Sifat religius dicirikan oleh sikap hidup dan kepribadian taat
beribadah, jujur, terpercaya, dermawan, saling tolong menolong, dan toleran.
Sifat moderat dicirikan oleh sikap hidup yang tidak radikal dan
tercermin dalam kepribadian yang tengahan antara individu dan sosial,
berorientasi materi dan ruhani, serta mampu hidup dan kerjasama dalam
kemajemukan. Sifat cerdas dicirikan oleh sikap hidup dan kepribadian
yang rasional, cinta ilmu, terbuka, dan berpikiran maju. Dan sikap mandiri
dicirikan oleh sikap hidup dan kepribadian merdeka, disiplin tinggi, hemat,
menghargai waktu, ulet, wirausaha, kerja keras, dan memiliki cinta kebangsaan
yang tinggi tanpa kehilangan orientasi nilai-nilai kemanusiaan universal dan
hubungan antarperadaban bangsa-bangsa.
§ §
[Soal dan Tugas]:
1) Ambillah dari kutipan tentang sifat kepribadian bagian yang terletak di antara "Sifat moderat dicirikan" dan "hubungan antarperadaban bangsa-bangsa.", termasuk kedua batas tersebut.
2) Sebutkan semua ciri sikap hidup dan kepribadian yang menandai sifat religius menurut kutipan tentang sifat kepribadian.
3) Teruskan kutipan tentang sifat kepribadian dengan menulis lanjutan setelah kalimat terakhirnya.

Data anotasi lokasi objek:
§ §
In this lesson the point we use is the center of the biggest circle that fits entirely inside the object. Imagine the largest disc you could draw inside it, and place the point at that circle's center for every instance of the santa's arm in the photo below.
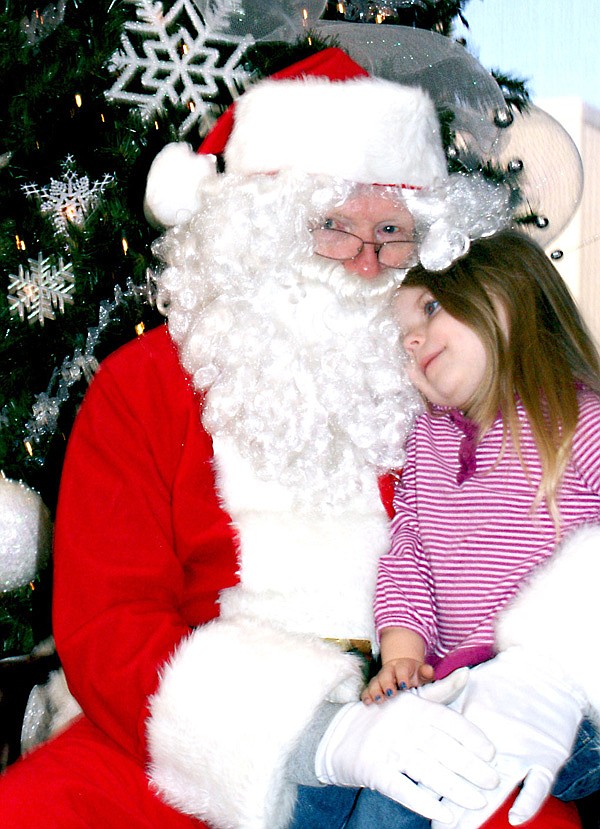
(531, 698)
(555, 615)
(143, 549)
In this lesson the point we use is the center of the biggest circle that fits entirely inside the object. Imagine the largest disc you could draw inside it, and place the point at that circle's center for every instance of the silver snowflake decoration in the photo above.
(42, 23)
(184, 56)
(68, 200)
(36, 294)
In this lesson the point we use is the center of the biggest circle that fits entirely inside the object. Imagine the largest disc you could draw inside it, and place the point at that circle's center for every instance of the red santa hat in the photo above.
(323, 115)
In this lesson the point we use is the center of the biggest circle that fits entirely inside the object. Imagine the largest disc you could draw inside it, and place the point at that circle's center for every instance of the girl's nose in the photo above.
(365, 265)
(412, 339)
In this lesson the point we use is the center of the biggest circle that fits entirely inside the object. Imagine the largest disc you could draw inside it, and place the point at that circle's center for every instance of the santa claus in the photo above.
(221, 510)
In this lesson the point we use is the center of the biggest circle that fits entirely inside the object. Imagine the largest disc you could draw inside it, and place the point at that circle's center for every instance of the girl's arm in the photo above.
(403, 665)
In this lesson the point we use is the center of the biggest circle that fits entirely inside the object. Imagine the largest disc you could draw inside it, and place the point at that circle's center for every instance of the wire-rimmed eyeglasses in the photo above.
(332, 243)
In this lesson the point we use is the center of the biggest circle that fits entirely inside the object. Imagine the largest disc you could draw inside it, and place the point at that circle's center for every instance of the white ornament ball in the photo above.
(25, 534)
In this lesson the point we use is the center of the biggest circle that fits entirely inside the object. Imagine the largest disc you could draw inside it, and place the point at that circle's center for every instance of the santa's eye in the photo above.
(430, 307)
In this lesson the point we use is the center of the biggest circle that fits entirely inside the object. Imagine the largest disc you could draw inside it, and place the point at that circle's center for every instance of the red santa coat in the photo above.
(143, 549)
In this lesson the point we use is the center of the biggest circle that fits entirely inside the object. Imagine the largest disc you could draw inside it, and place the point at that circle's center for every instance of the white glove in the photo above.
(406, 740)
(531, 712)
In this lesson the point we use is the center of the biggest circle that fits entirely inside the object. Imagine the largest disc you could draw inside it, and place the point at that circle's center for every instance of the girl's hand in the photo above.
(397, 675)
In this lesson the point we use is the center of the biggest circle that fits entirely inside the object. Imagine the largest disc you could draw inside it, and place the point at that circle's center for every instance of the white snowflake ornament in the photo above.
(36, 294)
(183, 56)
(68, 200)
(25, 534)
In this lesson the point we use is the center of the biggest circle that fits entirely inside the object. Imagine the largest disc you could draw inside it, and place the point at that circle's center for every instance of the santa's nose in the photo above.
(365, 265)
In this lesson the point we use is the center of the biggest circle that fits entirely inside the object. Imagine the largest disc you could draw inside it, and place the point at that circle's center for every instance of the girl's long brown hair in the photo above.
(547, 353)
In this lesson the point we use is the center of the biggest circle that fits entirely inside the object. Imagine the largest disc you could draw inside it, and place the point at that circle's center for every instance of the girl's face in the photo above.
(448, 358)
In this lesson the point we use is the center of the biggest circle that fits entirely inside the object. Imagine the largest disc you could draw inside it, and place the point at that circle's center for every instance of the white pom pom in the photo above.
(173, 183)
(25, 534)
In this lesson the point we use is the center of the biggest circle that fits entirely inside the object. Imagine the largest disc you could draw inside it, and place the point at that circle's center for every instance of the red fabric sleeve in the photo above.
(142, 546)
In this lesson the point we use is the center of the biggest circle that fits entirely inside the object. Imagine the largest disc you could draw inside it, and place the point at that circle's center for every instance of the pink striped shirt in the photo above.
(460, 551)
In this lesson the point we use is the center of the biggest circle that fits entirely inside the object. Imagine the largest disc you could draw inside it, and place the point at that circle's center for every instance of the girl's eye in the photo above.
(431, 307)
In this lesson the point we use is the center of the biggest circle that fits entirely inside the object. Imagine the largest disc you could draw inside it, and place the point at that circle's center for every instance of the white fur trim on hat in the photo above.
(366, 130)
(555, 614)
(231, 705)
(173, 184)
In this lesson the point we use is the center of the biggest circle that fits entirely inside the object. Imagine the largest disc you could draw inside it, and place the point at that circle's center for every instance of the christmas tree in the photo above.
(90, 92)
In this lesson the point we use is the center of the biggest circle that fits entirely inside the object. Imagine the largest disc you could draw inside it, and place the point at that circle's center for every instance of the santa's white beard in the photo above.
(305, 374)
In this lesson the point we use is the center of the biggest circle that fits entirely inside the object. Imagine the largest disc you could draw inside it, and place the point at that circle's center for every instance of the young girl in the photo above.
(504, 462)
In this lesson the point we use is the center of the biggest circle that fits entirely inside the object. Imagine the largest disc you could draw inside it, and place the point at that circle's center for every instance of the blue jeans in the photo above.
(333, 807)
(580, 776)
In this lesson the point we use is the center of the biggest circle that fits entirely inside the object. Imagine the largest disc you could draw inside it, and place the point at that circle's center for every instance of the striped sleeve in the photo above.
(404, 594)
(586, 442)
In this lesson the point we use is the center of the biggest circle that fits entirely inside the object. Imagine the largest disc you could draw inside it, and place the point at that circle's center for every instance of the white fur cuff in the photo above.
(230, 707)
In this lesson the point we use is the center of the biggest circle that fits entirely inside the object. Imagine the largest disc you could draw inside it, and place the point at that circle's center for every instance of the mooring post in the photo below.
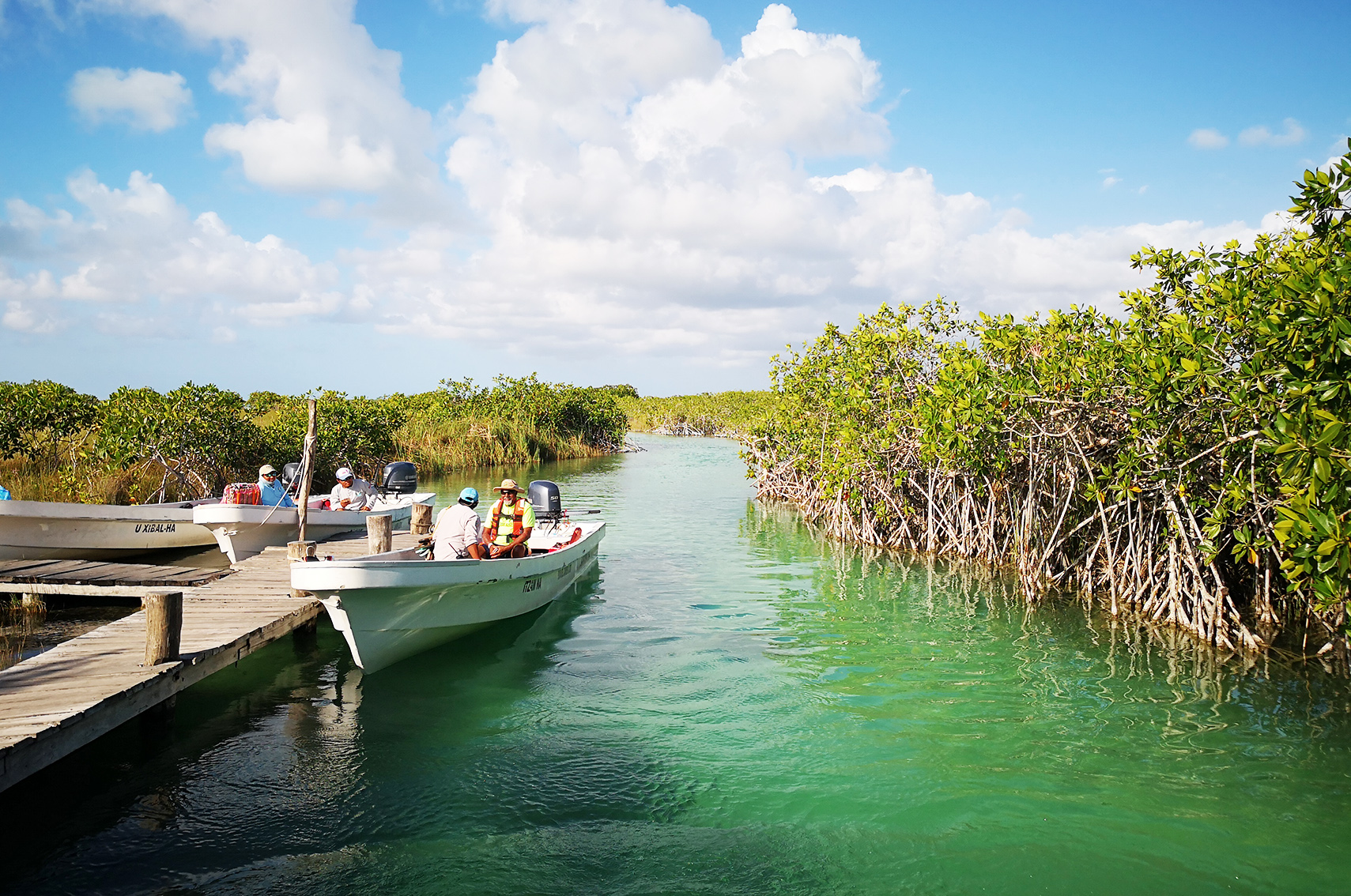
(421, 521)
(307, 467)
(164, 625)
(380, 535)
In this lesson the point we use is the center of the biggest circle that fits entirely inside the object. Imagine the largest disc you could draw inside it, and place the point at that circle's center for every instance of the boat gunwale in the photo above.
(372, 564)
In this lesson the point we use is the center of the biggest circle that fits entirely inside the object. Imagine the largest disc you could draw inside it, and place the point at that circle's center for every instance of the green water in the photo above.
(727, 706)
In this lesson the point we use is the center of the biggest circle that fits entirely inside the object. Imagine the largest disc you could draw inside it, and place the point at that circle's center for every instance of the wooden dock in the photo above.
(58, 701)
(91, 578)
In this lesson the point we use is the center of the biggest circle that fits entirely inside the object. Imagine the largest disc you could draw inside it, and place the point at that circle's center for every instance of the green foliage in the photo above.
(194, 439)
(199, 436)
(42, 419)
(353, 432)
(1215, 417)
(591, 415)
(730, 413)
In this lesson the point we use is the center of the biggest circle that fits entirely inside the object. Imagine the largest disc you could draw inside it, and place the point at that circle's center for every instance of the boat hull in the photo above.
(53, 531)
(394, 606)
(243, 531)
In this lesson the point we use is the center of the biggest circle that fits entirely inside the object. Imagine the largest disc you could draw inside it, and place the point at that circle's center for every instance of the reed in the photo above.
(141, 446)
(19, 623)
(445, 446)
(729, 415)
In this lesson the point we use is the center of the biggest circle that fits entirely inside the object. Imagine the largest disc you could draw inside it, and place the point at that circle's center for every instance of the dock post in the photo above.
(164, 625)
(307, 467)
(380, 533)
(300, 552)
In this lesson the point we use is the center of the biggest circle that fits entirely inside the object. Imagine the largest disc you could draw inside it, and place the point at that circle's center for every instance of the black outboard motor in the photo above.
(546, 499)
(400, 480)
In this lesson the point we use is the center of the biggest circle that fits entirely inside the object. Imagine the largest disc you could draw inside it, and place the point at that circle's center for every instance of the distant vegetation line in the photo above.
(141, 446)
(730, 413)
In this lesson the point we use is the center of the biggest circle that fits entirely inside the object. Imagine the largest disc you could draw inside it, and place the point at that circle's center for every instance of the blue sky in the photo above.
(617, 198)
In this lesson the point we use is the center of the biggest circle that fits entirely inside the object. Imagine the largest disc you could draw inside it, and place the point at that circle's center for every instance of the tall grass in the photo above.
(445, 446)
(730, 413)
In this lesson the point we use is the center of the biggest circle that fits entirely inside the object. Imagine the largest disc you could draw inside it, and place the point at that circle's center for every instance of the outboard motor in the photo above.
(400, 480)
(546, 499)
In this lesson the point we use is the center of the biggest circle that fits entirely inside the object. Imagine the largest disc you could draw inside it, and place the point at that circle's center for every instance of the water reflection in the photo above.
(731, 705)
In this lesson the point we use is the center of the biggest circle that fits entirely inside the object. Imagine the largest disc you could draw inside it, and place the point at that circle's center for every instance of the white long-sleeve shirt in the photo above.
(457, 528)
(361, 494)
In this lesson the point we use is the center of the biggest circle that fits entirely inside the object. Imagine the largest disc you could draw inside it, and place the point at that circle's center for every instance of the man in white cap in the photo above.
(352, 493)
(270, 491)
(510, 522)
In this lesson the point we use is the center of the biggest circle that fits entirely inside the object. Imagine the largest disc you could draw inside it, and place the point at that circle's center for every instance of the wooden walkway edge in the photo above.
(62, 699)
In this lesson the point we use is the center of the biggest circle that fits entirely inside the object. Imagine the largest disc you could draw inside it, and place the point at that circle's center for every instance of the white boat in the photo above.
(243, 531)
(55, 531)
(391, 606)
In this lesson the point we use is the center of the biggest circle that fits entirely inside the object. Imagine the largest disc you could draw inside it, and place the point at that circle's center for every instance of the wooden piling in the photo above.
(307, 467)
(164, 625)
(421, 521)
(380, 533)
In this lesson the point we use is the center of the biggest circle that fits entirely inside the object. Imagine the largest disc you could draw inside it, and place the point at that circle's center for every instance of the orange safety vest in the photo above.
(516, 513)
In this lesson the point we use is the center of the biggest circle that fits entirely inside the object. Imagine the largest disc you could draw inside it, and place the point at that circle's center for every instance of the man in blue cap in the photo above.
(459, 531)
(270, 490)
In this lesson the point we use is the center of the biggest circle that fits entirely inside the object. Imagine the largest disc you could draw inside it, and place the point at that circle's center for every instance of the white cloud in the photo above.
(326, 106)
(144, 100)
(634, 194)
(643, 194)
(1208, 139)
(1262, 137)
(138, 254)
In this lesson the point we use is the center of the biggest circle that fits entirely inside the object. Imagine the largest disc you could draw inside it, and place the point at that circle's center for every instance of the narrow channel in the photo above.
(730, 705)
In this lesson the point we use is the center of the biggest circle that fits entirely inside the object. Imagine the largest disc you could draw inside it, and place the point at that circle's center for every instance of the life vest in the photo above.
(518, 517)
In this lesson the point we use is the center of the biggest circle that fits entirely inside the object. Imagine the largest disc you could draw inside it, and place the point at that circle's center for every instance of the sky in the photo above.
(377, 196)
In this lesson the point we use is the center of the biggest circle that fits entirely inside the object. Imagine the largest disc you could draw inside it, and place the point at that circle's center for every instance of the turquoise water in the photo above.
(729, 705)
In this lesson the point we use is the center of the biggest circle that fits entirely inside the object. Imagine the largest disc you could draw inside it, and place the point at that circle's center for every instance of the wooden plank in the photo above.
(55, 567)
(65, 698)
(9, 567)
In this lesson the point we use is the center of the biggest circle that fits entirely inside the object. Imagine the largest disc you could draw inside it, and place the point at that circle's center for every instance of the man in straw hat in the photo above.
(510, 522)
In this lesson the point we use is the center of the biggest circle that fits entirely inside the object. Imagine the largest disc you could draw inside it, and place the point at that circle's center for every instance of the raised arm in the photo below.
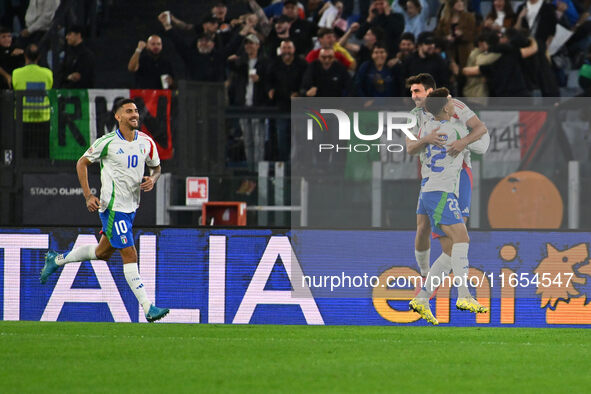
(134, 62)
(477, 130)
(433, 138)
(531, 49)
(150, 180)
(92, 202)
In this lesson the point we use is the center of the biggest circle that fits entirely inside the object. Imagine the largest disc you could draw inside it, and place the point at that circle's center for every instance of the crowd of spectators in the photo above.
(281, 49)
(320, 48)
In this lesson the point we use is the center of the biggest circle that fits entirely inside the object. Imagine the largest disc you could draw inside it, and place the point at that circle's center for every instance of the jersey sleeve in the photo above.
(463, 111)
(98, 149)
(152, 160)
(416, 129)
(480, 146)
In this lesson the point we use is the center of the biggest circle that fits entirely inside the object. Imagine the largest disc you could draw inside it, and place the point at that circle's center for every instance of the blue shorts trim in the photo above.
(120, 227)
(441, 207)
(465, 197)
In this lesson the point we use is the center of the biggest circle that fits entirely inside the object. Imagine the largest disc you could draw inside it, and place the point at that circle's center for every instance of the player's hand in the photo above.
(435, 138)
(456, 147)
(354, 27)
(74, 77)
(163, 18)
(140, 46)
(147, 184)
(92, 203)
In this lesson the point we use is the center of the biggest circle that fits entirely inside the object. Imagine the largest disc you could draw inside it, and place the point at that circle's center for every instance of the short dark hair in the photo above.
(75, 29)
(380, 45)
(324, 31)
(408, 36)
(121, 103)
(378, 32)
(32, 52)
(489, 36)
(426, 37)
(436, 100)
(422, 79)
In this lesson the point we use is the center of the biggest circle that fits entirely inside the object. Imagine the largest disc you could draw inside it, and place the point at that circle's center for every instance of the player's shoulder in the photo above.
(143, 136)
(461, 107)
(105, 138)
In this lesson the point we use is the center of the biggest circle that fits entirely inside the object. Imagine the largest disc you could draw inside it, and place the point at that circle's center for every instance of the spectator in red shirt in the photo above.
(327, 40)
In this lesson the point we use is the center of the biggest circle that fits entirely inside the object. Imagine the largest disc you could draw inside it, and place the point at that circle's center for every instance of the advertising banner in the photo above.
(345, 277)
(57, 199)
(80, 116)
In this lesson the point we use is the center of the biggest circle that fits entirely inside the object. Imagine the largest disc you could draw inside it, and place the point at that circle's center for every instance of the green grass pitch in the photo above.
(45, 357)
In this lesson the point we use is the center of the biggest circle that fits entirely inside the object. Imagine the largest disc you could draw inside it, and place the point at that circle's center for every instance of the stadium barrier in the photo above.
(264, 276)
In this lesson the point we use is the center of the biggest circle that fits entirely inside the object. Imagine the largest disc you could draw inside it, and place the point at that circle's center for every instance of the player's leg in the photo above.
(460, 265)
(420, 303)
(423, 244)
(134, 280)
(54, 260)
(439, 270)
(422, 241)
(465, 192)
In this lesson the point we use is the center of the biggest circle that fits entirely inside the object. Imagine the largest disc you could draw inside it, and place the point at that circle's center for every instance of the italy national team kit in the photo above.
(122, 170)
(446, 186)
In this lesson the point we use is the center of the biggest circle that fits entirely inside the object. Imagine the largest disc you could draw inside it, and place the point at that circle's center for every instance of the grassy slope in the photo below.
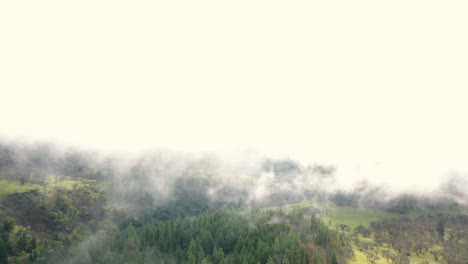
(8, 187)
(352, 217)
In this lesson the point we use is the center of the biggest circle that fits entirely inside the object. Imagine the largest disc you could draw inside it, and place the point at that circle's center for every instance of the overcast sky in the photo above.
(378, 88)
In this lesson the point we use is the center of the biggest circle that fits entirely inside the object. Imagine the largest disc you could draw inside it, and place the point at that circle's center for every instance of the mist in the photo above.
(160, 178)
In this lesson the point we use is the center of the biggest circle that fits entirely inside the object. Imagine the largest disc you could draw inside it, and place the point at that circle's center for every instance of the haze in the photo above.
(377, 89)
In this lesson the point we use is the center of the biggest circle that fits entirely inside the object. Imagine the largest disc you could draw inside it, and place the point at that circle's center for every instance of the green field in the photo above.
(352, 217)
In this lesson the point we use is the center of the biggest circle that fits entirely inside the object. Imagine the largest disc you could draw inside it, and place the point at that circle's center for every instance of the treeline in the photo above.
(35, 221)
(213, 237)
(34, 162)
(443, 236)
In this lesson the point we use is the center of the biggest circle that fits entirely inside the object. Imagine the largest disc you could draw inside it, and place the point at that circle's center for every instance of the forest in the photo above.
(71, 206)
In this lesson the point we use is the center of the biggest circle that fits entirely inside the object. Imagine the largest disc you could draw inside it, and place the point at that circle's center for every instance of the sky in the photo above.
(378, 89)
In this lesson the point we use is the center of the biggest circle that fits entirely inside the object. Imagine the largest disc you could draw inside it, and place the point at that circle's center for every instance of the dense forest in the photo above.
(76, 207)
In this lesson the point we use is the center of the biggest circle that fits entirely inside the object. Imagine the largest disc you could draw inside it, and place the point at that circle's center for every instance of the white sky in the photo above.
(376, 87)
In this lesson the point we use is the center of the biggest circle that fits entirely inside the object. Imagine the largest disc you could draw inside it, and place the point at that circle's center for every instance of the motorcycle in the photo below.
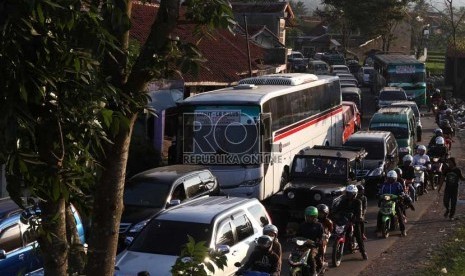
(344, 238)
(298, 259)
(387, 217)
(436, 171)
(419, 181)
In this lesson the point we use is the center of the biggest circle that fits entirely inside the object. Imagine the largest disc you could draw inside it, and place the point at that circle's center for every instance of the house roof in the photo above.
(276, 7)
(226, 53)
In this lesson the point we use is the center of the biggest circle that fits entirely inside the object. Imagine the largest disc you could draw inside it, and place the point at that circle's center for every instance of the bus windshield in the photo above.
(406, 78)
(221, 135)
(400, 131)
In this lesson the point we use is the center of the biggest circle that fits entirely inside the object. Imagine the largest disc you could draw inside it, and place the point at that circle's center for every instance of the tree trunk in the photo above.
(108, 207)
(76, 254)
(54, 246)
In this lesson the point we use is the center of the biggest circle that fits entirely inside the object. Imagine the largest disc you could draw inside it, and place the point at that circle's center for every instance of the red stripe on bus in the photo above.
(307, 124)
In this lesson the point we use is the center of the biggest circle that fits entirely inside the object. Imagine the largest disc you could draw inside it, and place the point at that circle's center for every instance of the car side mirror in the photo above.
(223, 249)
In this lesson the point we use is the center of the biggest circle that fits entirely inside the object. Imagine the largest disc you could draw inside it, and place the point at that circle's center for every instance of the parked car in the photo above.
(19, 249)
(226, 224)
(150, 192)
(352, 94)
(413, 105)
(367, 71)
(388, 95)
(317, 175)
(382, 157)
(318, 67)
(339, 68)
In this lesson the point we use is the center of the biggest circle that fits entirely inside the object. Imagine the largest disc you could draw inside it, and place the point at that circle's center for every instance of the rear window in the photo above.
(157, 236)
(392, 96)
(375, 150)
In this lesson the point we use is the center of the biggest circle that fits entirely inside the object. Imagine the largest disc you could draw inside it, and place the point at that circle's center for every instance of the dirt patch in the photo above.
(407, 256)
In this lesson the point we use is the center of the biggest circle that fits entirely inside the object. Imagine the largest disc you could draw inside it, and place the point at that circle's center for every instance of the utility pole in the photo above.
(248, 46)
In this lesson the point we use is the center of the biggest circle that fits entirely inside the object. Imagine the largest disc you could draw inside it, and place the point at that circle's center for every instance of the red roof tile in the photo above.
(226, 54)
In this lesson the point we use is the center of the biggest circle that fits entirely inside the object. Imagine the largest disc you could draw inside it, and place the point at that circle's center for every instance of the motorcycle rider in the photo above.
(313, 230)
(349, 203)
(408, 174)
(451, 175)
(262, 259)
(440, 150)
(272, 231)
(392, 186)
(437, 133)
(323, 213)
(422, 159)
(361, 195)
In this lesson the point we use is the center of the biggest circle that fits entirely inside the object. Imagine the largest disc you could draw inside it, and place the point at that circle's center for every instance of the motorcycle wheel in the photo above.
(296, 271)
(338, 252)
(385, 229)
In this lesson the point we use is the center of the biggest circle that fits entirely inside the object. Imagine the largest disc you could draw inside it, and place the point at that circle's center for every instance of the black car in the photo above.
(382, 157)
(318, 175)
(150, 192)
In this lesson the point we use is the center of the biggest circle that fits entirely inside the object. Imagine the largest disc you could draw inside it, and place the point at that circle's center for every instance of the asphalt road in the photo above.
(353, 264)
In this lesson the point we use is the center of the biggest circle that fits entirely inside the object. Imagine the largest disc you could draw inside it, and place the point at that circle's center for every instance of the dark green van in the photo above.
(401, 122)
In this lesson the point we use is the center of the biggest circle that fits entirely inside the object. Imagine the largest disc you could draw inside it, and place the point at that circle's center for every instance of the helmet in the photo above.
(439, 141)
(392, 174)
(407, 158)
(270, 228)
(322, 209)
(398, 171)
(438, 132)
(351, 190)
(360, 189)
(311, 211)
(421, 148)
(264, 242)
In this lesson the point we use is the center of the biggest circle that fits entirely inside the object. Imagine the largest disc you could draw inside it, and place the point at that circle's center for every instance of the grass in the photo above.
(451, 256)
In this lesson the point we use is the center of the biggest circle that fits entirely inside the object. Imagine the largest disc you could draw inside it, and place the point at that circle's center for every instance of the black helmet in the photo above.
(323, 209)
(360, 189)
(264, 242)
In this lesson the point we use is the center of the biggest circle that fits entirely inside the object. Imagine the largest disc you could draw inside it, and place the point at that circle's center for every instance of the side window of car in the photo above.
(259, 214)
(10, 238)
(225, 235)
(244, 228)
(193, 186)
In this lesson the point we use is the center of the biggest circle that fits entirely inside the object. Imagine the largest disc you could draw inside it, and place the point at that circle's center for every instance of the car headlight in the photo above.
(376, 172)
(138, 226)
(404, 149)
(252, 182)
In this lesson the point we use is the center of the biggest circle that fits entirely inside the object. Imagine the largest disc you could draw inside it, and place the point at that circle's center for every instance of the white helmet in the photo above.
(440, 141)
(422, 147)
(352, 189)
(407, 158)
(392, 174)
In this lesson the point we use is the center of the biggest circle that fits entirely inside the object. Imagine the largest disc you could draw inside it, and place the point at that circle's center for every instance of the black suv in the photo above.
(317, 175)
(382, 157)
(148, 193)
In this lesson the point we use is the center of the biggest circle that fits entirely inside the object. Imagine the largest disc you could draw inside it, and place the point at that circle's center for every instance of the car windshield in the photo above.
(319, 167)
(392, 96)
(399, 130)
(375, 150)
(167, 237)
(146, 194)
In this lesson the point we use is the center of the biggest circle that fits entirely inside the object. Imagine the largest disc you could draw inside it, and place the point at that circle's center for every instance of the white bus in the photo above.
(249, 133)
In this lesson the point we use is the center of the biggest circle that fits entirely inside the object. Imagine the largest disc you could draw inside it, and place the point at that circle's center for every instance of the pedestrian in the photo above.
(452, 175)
§ §
[Kunci Jawaban]:
1)
Sifat moderat dicirikan oleh sikap hidup yang tidak radikal dan
tercermin dalam kepribadian yang tengahan antara individu dan sosial,
berorientasi materi dan ruhani, serta mampu hidup dan kerjasama dalam
kemajemukan. Sifat cerdas dicirikan oleh sikap hidup dan kepribadian
yang rasional, cinta ilmu, terbuka, dan berpikiran maju. Dan sikap mandiri
dicirikan oleh sikap hidup dan kepribadian merdeka, disiplin tinggi, hemat,
menghargai waktu, ulet, wirausaha, kerja keras, dan memiliki cinta kebangsaan
yang tinggi tanpa kehilangan orientasi nilai-nilai kemanusiaan universal dan
hubungan antarperadaban bangsa-bangsa.

2) Taat beribadah, jujur, terpercaya, dermawan, saling tolong menolong, dan toleran.

3)
Untuk
membangun karakter bangsa Indonesia yang kuat menurut Kaelan (2011) seyogyanya
didasarkan pada dasar filosofis bangsa. Bangsa Indonesia telah menentukan jalan
kehidupan berbangsa dan bernegara pada suatu ’khitoh’ kenegaraan, filosofischegrondslag
atau dasar filsafat negara, yaitu Pancasila. Karena itu, etika politik
kenegaraan sebagai prasyarat membentuk karakter bangsa pelu disandarkan pada
nilai-nilai dasar Pancasila. Sebab sebagai dasar negara, filosofischegrondslag,
Pancasila bukan merupakan suatu preferensi, melainkan sudah merupakan suatu
realitas objektif bangsa dan negara Indonesia, yang memiliki dasar
legitimasi yuridis, filosofis, politis, historis dan kultural.
Di
sisi lain, menyikapi berbagai konflik yang muncul, Budihardjo (2011)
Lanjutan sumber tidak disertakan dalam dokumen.